__Work request__.
Find every line below with the string "cliff" and pick it out.

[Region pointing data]

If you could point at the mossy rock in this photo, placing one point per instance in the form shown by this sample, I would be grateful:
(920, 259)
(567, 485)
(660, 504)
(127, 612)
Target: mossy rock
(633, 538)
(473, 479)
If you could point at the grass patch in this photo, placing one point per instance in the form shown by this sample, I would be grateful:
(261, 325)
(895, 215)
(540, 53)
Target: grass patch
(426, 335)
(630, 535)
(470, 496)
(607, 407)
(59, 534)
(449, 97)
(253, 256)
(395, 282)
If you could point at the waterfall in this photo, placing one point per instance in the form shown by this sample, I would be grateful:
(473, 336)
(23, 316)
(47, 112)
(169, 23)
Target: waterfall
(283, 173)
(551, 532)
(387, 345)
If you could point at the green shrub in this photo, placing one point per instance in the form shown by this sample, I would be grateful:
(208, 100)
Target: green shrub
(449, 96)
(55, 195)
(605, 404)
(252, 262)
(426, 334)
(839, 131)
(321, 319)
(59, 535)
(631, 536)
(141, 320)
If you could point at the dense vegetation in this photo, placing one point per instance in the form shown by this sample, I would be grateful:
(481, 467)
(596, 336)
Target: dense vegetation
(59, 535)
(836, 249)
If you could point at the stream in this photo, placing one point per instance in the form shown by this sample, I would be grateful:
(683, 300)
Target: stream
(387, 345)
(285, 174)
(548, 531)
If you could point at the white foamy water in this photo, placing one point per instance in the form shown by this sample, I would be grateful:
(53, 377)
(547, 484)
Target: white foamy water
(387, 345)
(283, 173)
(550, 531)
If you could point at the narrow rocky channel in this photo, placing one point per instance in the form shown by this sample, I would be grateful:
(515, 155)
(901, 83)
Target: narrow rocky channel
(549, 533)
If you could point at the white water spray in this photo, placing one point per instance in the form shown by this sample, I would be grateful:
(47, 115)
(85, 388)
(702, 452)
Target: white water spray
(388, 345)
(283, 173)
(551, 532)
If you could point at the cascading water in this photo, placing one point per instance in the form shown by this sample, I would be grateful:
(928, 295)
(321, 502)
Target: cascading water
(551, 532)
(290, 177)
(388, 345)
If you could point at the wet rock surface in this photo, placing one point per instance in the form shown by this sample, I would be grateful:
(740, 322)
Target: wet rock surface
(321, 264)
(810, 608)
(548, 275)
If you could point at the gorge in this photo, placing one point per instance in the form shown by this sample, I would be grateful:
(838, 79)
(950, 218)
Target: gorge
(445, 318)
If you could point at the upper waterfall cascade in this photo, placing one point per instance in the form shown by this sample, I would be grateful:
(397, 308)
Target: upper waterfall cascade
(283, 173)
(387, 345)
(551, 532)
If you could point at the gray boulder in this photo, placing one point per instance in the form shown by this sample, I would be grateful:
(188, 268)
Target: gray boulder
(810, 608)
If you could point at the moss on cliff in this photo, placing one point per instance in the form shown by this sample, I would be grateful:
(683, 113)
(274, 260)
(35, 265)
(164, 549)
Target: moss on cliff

__Completed task__.
If you could point at the moss on cliff in this photo, placing one point per instance in the form shown by this sample, I would be grateful:
Target: moss on cliff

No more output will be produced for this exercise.